SUPPLIED DATA:
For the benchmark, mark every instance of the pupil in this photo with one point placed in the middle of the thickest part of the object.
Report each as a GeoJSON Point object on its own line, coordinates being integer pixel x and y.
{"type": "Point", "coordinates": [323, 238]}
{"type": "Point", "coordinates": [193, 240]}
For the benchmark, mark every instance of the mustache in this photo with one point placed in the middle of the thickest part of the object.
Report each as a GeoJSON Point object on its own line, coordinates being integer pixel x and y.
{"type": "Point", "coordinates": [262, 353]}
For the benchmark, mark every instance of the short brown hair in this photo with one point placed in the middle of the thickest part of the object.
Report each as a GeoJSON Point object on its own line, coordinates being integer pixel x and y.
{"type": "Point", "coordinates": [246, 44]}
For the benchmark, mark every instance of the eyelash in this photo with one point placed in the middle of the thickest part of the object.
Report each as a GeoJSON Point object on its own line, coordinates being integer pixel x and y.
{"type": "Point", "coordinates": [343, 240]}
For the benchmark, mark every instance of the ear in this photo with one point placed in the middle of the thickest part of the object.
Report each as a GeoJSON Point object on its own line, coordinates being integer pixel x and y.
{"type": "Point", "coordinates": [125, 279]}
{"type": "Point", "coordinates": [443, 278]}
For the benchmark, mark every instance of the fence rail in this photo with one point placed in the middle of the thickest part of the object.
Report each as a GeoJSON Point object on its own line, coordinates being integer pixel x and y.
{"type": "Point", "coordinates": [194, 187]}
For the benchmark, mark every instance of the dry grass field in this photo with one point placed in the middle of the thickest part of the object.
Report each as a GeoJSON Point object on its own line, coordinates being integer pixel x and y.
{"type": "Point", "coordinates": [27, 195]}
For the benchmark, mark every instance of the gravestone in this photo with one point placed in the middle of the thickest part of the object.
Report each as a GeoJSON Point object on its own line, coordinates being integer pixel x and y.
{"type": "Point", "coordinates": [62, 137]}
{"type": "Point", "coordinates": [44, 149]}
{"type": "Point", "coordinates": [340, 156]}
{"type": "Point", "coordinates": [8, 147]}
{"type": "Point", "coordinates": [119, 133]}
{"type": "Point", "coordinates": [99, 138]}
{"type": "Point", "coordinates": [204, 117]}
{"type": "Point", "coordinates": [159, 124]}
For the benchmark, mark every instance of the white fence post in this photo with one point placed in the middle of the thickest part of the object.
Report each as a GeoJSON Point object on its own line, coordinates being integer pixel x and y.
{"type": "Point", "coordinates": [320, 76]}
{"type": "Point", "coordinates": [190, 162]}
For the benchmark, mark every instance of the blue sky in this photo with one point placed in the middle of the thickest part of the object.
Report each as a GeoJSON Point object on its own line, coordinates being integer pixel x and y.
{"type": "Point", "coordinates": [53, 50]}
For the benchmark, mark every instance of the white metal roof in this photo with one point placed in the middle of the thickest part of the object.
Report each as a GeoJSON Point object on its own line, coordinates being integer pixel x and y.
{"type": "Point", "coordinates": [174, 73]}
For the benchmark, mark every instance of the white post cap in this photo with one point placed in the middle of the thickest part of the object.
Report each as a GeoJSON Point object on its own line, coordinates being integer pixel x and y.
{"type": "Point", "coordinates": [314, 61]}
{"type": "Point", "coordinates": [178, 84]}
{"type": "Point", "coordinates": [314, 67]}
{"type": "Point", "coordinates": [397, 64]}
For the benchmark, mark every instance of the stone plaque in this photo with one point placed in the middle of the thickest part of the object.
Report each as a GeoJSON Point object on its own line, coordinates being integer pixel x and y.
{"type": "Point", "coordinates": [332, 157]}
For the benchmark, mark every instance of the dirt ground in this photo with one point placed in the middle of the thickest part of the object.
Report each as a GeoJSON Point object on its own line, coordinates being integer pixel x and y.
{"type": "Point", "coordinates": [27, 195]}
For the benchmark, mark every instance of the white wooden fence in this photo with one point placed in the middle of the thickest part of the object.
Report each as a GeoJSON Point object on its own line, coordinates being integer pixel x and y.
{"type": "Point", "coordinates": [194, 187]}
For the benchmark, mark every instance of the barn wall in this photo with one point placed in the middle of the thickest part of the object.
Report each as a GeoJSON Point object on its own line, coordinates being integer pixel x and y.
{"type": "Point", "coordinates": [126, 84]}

AIM: Return exactly, and only, the line containing "For the benchmark, mark every instance of the stone" and every line after it through the end of the material.

RESULT OF THIS EXERCISE:
For the benchmark, mark every instance of the stone plaque in this photo with one point placed in the middle of the thickest part of the object.
Report each as a GeoJSON Point object on its own line, coordinates being integer pixel x and y.
{"type": "Point", "coordinates": [332, 157]}
For the benchmark, mark every instance of the dirt ground in this photo with one point placed in the middle of the thickest part of the object.
Report each as a GeoJSON Point object on its own line, coordinates being integer pixel x and y.
{"type": "Point", "coordinates": [27, 195]}
For the benchmark, mark every instance of the white wooden fence in this photo with one point placed in the middle of the thickest part of the object.
Report each as a GeoJSON Point object on its own line, coordinates being integer pixel x and y.
{"type": "Point", "coordinates": [194, 187]}
For the benchmark, mark every instance of the barn wall in this photo with one point placed in the middle of the thickest part of the object.
Report each as a GeoJSON Point object on its own line, coordinates being integer pixel x and y.
{"type": "Point", "coordinates": [126, 84]}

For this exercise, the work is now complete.